Task directions
Within the records below is a range that opens at the line with "Ground black leggings" and closes at the line with "Ground pedestrian walking". Return that range word for word, both ends included, and only that range.

Records from a collection:
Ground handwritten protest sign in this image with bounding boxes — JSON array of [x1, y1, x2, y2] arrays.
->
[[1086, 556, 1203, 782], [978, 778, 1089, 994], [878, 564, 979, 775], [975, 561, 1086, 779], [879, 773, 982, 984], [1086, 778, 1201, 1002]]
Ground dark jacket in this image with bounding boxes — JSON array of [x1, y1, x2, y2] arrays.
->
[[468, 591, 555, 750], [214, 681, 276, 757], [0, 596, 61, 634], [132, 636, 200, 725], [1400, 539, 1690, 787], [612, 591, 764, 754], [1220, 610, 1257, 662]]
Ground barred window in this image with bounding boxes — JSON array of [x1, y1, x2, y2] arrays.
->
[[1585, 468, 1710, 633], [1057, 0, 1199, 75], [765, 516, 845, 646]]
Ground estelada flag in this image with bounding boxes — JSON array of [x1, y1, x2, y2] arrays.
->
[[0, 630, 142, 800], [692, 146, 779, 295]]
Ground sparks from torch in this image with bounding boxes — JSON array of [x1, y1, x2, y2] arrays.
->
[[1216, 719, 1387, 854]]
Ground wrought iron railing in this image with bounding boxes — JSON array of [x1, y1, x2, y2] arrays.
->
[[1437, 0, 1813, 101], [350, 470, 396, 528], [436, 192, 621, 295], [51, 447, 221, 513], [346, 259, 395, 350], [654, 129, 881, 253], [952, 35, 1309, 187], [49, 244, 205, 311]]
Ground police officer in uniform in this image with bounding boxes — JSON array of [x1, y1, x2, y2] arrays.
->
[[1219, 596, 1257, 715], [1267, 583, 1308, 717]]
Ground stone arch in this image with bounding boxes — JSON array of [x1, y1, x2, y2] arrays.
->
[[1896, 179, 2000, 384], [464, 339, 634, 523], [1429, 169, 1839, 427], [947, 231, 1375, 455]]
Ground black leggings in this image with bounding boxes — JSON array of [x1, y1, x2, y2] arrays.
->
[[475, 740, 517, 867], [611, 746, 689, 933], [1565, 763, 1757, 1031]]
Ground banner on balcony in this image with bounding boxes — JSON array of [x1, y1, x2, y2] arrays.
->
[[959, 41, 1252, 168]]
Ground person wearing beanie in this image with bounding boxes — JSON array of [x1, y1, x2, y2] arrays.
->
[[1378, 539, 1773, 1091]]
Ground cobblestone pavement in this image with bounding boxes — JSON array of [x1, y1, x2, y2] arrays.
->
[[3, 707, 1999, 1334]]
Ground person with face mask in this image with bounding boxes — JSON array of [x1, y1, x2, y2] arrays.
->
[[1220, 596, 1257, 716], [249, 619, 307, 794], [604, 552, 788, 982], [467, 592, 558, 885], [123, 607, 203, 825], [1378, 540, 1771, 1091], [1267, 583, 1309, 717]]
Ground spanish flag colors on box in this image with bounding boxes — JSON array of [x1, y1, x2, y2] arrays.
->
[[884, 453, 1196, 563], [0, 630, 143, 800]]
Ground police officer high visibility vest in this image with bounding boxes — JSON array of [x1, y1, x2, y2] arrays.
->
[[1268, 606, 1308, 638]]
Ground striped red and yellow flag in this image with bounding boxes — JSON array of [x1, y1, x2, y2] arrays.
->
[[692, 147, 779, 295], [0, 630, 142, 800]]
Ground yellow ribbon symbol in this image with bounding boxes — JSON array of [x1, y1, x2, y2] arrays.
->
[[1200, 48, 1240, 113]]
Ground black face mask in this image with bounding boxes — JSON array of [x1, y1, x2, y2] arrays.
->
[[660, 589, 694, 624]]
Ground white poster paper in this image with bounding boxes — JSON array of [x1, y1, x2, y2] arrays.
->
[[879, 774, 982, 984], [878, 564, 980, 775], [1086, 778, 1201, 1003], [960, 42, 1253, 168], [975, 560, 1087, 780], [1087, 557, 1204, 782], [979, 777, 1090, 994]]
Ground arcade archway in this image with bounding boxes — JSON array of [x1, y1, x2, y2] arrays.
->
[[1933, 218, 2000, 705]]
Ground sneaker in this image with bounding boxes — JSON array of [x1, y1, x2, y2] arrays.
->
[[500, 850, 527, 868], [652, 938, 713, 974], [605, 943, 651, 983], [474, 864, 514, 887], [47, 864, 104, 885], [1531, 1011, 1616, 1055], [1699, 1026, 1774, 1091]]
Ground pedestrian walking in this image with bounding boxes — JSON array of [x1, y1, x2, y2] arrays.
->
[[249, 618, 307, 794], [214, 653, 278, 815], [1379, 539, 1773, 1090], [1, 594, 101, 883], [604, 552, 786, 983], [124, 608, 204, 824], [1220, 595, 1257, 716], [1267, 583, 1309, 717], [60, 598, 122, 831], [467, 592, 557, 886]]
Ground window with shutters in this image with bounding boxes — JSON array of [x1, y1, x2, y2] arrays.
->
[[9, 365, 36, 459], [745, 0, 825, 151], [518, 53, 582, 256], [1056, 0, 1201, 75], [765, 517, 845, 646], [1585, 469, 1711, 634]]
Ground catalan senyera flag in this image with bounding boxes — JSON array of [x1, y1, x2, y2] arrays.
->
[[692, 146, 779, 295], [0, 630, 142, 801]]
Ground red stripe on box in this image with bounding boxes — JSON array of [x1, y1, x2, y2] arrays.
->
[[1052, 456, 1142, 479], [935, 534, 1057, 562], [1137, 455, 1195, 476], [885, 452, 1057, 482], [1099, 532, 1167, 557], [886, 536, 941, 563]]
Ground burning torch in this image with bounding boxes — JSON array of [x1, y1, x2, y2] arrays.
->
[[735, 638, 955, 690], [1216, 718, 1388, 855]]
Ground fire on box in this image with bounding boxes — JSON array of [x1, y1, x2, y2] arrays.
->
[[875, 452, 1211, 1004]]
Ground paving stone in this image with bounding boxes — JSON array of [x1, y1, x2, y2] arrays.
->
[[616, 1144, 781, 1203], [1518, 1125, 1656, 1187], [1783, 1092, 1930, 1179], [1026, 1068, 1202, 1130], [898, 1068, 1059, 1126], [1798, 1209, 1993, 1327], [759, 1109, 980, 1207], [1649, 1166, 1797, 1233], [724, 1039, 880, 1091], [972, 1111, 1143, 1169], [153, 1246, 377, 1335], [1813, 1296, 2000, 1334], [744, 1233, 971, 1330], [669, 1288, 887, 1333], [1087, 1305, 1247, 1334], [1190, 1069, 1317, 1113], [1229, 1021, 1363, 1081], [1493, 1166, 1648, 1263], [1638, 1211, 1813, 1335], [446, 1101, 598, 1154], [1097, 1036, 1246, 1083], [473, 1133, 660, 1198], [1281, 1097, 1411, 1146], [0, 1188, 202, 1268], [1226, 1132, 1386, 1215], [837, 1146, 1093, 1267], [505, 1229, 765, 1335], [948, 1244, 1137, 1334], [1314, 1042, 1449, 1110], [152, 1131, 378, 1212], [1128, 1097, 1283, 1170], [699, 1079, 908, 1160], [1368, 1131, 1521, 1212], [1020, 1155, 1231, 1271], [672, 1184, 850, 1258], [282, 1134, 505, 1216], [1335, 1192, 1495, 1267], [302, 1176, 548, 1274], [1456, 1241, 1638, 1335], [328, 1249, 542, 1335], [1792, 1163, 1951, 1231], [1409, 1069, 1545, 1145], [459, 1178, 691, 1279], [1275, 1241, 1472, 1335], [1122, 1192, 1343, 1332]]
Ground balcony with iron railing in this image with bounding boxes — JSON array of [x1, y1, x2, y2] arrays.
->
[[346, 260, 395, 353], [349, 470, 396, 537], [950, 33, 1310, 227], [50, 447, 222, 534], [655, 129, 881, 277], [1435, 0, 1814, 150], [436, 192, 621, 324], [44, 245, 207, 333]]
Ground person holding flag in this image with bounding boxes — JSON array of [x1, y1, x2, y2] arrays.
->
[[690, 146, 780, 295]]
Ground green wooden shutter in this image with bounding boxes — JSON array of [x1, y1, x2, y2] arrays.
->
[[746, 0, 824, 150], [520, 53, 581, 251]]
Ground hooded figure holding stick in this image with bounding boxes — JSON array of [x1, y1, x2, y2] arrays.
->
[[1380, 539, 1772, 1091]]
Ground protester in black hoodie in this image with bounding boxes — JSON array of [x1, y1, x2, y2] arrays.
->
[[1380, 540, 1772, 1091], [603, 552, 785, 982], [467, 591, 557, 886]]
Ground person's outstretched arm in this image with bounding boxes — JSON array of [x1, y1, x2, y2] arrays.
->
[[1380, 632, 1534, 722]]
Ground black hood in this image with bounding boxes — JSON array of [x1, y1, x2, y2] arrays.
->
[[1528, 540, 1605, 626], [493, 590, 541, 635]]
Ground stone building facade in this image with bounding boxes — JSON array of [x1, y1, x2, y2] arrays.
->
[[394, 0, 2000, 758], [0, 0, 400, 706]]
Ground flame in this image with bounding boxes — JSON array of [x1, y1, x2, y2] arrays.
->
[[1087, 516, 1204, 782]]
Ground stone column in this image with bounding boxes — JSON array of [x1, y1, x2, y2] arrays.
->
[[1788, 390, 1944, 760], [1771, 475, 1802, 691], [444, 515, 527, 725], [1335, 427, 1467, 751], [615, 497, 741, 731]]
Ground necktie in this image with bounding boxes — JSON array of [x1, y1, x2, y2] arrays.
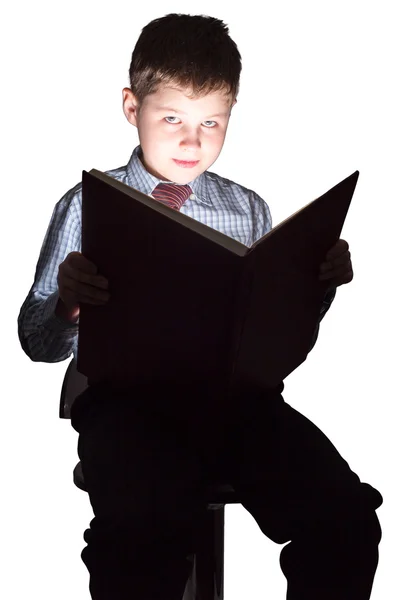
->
[[151, 182, 193, 211]]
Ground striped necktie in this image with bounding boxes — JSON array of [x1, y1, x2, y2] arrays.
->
[[151, 182, 193, 211]]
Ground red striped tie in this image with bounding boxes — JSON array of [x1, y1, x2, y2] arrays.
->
[[151, 182, 193, 211]]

Exercise solution
Ground black leggings in this image with bounding boxes — JSON array of [x1, y1, x2, y2] arrays.
->
[[475, 740, 517, 867], [611, 746, 689, 933], [1565, 763, 1757, 1031]]
Ground banner on balcony in this image with bounding boxes — JSON array of [x1, y1, x2, y2] arrays.
->
[[959, 41, 1252, 168]]
Ground person wearing beanie in this image with bounding boxes — JSON array of [x1, y1, x2, y2] arrays.
->
[[1378, 539, 1773, 1091]]
Ground cobblestone pavement in this image with bounding boxes — JSON array of [x1, y1, x2, y2] arrays.
->
[[3, 707, 1999, 1334]]
Ground person with face mask in this image with bounding boxes — JSON array of [x1, y1, x2, y2] arrays.
->
[[1220, 596, 1257, 716], [249, 619, 307, 794], [604, 552, 788, 982], [467, 592, 558, 885], [123, 607, 203, 825], [1378, 540, 1771, 1091], [1267, 583, 1309, 717]]
Ground spanish flag colors on box in this image with bounding boxes — JSON array of [x1, y1, x2, y2] arrays.
->
[[884, 453, 1196, 563], [0, 630, 143, 800]]
Ground police officer high visibility vest in this image with bounding boxes — JSON array of [x1, y1, x2, y2] arrays.
->
[[1268, 606, 1308, 638]]
Ground striped red and yellow flag in this image with bounding boxes — JSON array of [x1, y1, x2, y2] arrays.
->
[[692, 147, 779, 295], [0, 630, 142, 800]]
Ground yellow ribbon symbol in this image with bounding boxes — JSON array of [x1, y1, x2, y2] arrays.
->
[[1200, 48, 1240, 113]]
Ground black face mask in this image with bounding boxes — JSON array of [x1, y1, x2, y2] arrays.
->
[[660, 589, 694, 624]]
Ground white poster paper in this image with bounding boxes — JSON array of [x1, y1, x2, y2] arrays.
->
[[879, 774, 982, 984], [878, 564, 980, 775], [1086, 778, 1201, 1003], [960, 42, 1253, 168], [975, 560, 1087, 780], [1087, 557, 1204, 782], [979, 777, 1090, 994]]
Ground arcade archway in this image with bounding boxes — JSON array of [x1, y1, x2, y2] arrays.
->
[[1933, 218, 2000, 705]]
Ground sneaker in this image with bounding boxes — JSON array of [x1, y1, x2, y2] arrays.
->
[[500, 850, 527, 868], [652, 938, 713, 974], [605, 943, 651, 983], [474, 864, 514, 887], [47, 864, 104, 885], [1531, 1011, 1616, 1055], [1699, 1026, 1774, 1091]]
Ground pedestrian walking in this image with bounding boxes — JSON array of [x1, y1, x2, y2] arrays.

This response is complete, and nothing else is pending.